▶ **Task objective**: Each line with the word "mirror" must appear in the answer, copied from the records.

Source records

━━━

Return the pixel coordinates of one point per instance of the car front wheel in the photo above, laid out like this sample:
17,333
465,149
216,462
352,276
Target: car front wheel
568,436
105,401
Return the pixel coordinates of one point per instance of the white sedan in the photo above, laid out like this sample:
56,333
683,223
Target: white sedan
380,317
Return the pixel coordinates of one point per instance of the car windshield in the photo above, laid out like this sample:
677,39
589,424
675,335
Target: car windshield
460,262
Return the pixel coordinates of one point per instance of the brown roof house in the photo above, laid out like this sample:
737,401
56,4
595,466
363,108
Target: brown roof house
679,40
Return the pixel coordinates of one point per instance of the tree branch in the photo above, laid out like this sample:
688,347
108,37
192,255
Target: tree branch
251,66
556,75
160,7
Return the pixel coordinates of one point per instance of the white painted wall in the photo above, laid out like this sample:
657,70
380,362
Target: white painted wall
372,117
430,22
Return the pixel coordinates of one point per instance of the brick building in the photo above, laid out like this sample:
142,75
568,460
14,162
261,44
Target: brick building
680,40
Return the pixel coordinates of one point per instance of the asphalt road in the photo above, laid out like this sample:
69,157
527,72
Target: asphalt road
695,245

━━━

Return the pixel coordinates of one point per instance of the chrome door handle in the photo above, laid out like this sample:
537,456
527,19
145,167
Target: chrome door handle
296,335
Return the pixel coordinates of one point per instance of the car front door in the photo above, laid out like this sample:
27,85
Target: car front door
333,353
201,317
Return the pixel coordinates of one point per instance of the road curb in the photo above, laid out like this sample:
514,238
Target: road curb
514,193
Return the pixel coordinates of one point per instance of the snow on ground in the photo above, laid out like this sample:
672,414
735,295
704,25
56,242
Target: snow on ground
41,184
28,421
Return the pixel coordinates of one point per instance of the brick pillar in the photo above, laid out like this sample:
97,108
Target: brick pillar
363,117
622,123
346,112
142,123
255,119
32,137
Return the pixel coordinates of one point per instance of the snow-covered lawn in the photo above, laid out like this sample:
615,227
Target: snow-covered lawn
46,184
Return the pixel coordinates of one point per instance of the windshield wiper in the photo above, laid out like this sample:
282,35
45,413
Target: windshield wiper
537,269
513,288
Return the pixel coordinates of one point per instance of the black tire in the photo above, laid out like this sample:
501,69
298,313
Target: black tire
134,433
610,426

━━━

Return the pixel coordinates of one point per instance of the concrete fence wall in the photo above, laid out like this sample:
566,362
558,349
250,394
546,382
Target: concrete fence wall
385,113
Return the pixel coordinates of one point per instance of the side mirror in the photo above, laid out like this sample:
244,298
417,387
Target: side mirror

━━━

▶ **The completed task**:
Return the pixel coordinates of one point per instance of the side mirror in the photo above, laid out like this sample:
Target: side mirror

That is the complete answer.